Begin
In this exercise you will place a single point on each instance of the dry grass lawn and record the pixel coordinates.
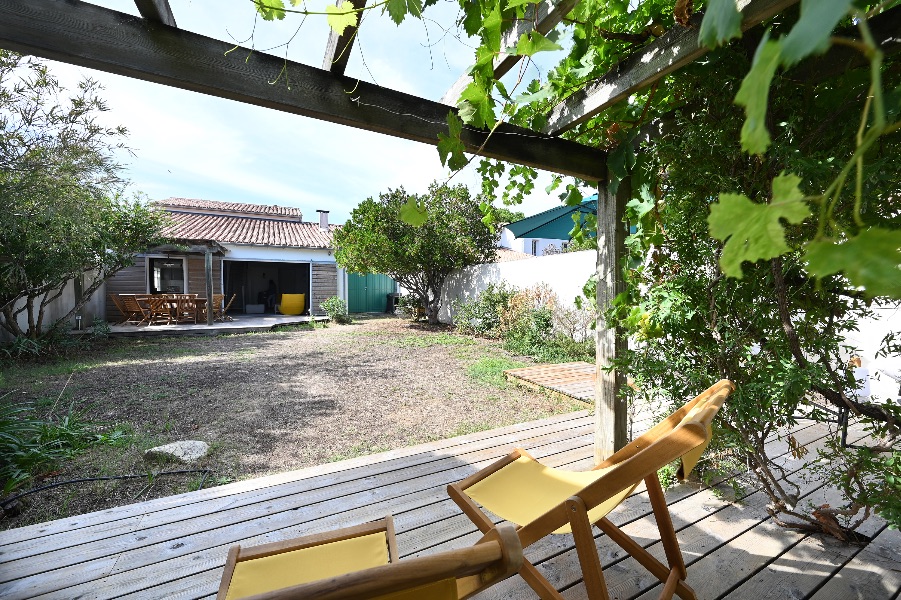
(265, 403)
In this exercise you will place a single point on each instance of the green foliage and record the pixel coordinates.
(531, 323)
(532, 43)
(377, 240)
(753, 231)
(811, 33)
(30, 446)
(450, 148)
(411, 305)
(482, 315)
(336, 309)
(754, 95)
(871, 478)
(871, 260)
(340, 19)
(722, 22)
(64, 215)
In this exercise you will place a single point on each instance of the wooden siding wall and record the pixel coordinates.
(197, 275)
(130, 280)
(325, 285)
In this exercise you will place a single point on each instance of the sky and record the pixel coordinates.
(190, 145)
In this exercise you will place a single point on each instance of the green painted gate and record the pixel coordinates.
(368, 293)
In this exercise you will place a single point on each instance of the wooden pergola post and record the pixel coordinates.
(208, 267)
(610, 414)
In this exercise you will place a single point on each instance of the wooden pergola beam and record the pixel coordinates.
(98, 38)
(541, 17)
(337, 50)
(673, 50)
(157, 11)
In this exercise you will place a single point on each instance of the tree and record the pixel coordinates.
(61, 197)
(376, 240)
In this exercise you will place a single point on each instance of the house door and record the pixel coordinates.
(368, 293)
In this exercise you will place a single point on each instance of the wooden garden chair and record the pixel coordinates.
(361, 562)
(220, 309)
(186, 308)
(133, 310)
(541, 500)
(160, 311)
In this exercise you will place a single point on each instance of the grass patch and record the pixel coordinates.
(465, 428)
(490, 369)
(358, 450)
(425, 341)
(30, 446)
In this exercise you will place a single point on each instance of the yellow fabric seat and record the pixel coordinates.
(292, 304)
(285, 569)
(526, 489)
(542, 500)
(361, 562)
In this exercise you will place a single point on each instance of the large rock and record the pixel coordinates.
(186, 451)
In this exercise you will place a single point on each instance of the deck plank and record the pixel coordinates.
(176, 548)
(218, 530)
(315, 488)
(400, 458)
(703, 522)
(874, 573)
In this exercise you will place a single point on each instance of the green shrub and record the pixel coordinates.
(411, 306)
(30, 446)
(336, 309)
(482, 315)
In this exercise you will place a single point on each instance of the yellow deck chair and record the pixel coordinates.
(292, 304)
(541, 500)
(361, 562)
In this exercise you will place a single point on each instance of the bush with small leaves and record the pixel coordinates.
(336, 309)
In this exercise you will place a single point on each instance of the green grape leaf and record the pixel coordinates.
(543, 93)
(587, 64)
(397, 10)
(871, 260)
(786, 188)
(475, 105)
(752, 231)
(414, 212)
(811, 33)
(450, 147)
(340, 18)
(491, 30)
(484, 62)
(414, 7)
(514, 3)
(532, 43)
(620, 162)
(722, 22)
(754, 94)
(270, 9)
(472, 17)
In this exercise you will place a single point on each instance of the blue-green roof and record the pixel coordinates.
(556, 223)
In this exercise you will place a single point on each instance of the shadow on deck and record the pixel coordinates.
(175, 547)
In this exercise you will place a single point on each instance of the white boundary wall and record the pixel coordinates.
(565, 274)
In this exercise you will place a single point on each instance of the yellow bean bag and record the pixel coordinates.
(292, 304)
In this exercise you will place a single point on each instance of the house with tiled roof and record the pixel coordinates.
(257, 251)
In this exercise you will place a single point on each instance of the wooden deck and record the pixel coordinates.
(239, 323)
(175, 547)
(575, 379)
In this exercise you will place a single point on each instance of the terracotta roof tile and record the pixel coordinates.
(241, 207)
(253, 229)
(507, 255)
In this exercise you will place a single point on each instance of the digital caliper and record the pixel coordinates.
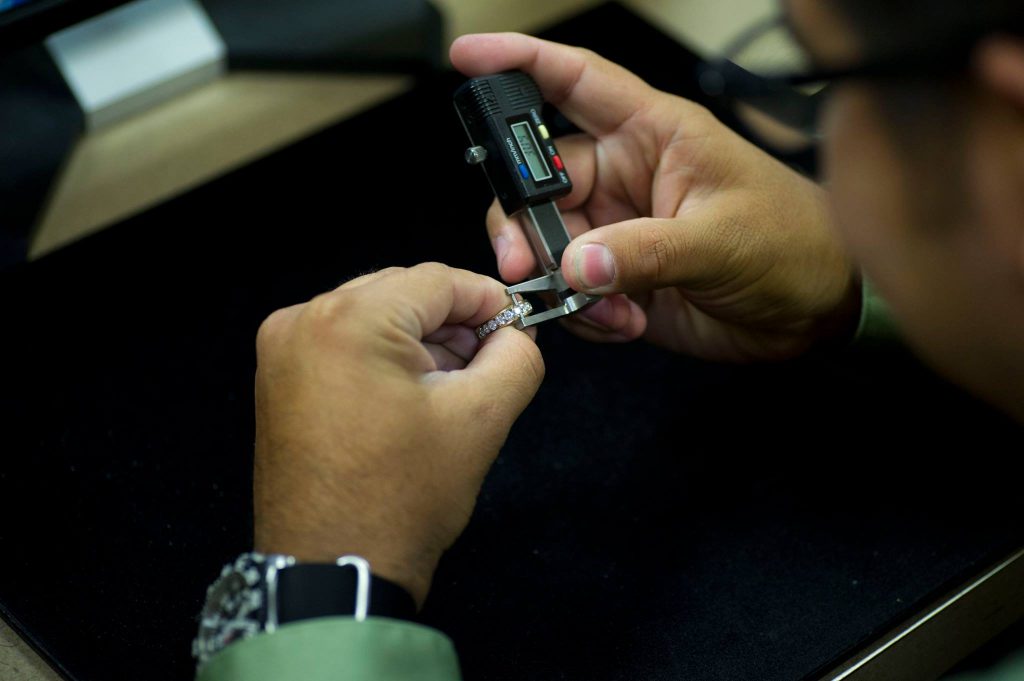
(508, 137)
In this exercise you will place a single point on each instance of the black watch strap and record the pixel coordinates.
(324, 590)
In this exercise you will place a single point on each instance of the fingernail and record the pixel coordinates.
(595, 266)
(501, 249)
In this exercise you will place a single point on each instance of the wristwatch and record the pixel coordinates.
(260, 592)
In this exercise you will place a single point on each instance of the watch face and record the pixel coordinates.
(233, 606)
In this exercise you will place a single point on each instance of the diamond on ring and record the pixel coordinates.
(517, 309)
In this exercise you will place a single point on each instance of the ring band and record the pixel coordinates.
(518, 309)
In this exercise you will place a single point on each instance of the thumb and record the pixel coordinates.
(644, 254)
(499, 382)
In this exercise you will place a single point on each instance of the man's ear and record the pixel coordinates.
(999, 67)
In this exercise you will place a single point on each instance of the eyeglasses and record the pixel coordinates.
(766, 68)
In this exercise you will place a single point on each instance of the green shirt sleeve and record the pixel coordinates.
(877, 324)
(338, 649)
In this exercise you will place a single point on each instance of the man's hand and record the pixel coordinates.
(378, 414)
(724, 253)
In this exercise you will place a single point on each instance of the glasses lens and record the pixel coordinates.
(770, 51)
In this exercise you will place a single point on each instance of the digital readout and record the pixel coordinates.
(527, 143)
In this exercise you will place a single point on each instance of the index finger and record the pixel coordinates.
(596, 94)
(424, 298)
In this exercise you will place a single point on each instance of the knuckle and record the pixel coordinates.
(655, 253)
(323, 314)
(434, 268)
(270, 331)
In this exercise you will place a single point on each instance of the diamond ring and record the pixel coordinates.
(518, 309)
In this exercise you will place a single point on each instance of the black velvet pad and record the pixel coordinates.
(651, 516)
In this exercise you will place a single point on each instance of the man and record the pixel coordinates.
(376, 422)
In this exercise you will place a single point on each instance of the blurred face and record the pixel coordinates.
(910, 176)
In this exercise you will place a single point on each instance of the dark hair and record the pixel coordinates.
(898, 27)
(925, 116)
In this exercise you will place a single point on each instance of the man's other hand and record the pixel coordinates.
(378, 414)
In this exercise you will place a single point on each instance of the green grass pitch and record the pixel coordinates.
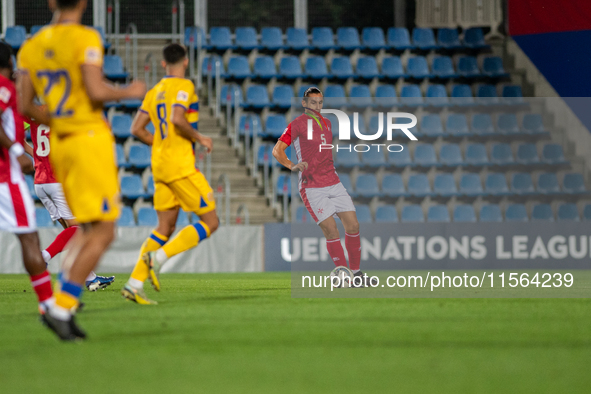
(243, 333)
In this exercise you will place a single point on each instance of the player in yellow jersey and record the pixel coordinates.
(62, 65)
(173, 108)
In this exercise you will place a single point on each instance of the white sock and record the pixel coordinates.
(161, 256)
(46, 256)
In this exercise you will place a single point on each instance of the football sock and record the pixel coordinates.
(60, 242)
(140, 271)
(353, 245)
(336, 252)
(187, 238)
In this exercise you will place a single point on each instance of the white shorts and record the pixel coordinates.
(324, 202)
(17, 209)
(52, 197)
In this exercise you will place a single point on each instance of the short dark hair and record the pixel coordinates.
(5, 54)
(174, 53)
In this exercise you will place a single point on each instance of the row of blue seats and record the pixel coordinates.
(462, 213)
(315, 67)
(257, 96)
(323, 39)
(444, 185)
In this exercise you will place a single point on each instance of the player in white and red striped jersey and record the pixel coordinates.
(17, 209)
(51, 194)
(321, 190)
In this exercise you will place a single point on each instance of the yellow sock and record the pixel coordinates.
(154, 242)
(187, 238)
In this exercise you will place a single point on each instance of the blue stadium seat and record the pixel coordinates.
(516, 213)
(424, 39)
(363, 214)
(527, 154)
(373, 38)
(436, 95)
(444, 185)
(345, 158)
(43, 218)
(257, 96)
(417, 67)
(323, 38)
(386, 214)
(431, 126)
(468, 67)
(443, 67)
(418, 185)
(521, 183)
(501, 154)
(548, 183)
(393, 186)
(121, 125)
(140, 156)
(457, 125)
(573, 183)
(425, 155)
(411, 95)
(392, 68)
(126, 219)
(246, 38)
(220, 38)
(490, 213)
(113, 68)
(470, 185)
(464, 213)
(474, 38)
(438, 213)
(15, 36)
(399, 38)
(348, 38)
(476, 155)
(316, 68)
(290, 67)
(132, 187)
(297, 39)
(542, 212)
(264, 67)
(553, 154)
(461, 95)
(448, 39)
(147, 217)
(496, 184)
(366, 185)
(567, 212)
(282, 96)
(385, 96)
(272, 38)
(367, 67)
(507, 124)
(412, 214)
(341, 67)
(492, 66)
(275, 125)
(450, 155)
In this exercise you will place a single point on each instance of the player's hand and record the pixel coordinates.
(303, 166)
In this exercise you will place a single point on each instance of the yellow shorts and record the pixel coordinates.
(191, 193)
(85, 166)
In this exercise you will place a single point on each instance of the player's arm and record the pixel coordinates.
(181, 123)
(138, 128)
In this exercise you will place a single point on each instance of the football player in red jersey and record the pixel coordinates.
(52, 196)
(321, 190)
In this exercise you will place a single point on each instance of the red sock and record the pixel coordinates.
(335, 250)
(42, 285)
(60, 242)
(353, 245)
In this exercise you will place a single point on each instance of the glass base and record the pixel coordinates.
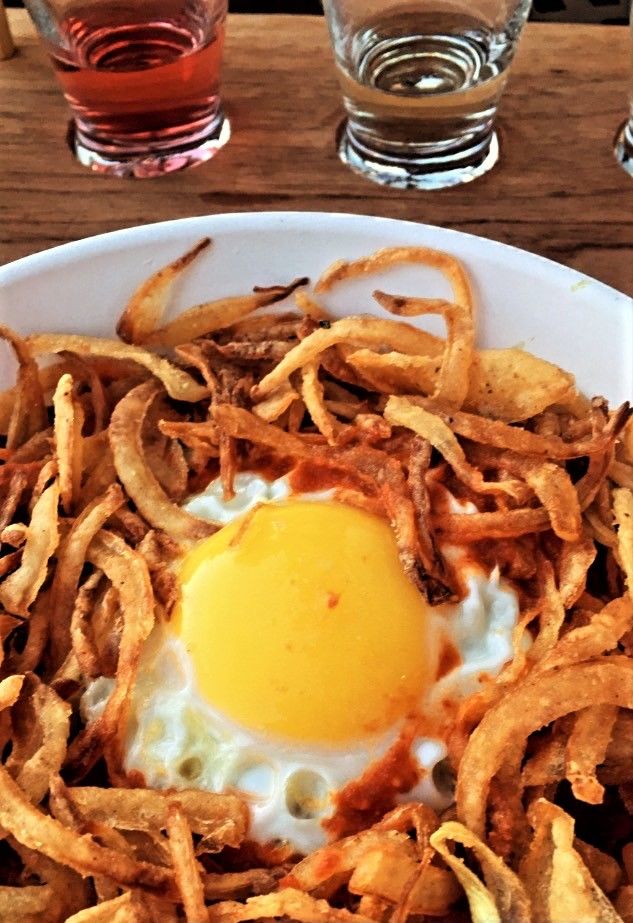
(150, 163)
(624, 146)
(437, 170)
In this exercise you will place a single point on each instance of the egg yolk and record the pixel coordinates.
(301, 623)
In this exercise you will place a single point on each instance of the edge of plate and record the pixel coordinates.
(109, 241)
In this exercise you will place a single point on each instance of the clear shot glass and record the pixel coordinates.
(624, 139)
(421, 82)
(142, 79)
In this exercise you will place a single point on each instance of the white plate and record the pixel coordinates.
(523, 299)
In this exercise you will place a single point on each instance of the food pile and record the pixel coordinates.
(100, 447)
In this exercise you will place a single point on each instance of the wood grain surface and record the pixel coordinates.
(557, 190)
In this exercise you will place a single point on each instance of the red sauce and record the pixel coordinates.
(449, 658)
(364, 801)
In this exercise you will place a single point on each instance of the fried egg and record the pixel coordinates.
(296, 653)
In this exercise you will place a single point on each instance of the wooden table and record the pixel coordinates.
(556, 191)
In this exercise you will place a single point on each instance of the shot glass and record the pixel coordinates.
(142, 79)
(624, 139)
(421, 82)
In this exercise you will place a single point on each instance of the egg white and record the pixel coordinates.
(176, 739)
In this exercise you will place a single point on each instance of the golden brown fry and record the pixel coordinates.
(146, 307)
(70, 562)
(313, 398)
(358, 330)
(68, 442)
(206, 318)
(623, 513)
(452, 382)
(186, 869)
(25, 406)
(463, 528)
(241, 424)
(222, 820)
(289, 902)
(38, 831)
(40, 722)
(449, 265)
(586, 749)
(128, 573)
(178, 384)
(19, 590)
(401, 412)
(531, 705)
(141, 486)
(274, 406)
(10, 690)
(552, 864)
(601, 634)
(503, 897)
(128, 908)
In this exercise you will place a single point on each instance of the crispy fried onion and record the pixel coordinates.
(146, 307)
(178, 384)
(128, 573)
(125, 433)
(531, 705)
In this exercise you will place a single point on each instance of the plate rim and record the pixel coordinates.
(43, 260)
End
PROBLEM DETAILS:
Repeat only the stretch of lines that opens with the line containing "the shot glass and record the pixel coordinates." and closes with the final line of the entries, both included, exactly as written.

THE RESULT:
In this exercise you will place a single point on each instance of the shot glass and record the pixel coordinates.
(142, 79)
(624, 139)
(421, 82)
In this exercise you will place a single point on each instance of the egg white and record the pixel coordinates.
(176, 739)
In this exercise you will place a single point on each instance of the golden brown fry and record the pixel coordinates.
(146, 307)
(70, 562)
(313, 398)
(358, 330)
(68, 442)
(206, 318)
(623, 513)
(452, 382)
(186, 869)
(25, 406)
(463, 528)
(241, 424)
(222, 820)
(289, 902)
(38, 831)
(40, 722)
(449, 265)
(586, 749)
(128, 573)
(178, 384)
(19, 590)
(401, 412)
(531, 705)
(141, 486)
(274, 406)
(10, 690)
(552, 864)
(601, 634)
(503, 897)
(128, 908)
In this exercise you will place a single point on each instance of the crispy fried onion and record the pixel coordinates.
(146, 307)
(178, 384)
(128, 573)
(125, 433)
(531, 705)
In this exercise you will place a single point on each instance of the plate rim and record the pixel coordinates.
(43, 260)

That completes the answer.